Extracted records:
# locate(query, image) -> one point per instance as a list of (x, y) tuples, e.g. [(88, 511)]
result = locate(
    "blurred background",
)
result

## Work instruction
Track down all lines above with the string "locate" and copy them.

## Solution
# locate(query, image) -> one point per instance as a list of (x, y) tuples, e.g. [(88, 511)]
result = locate(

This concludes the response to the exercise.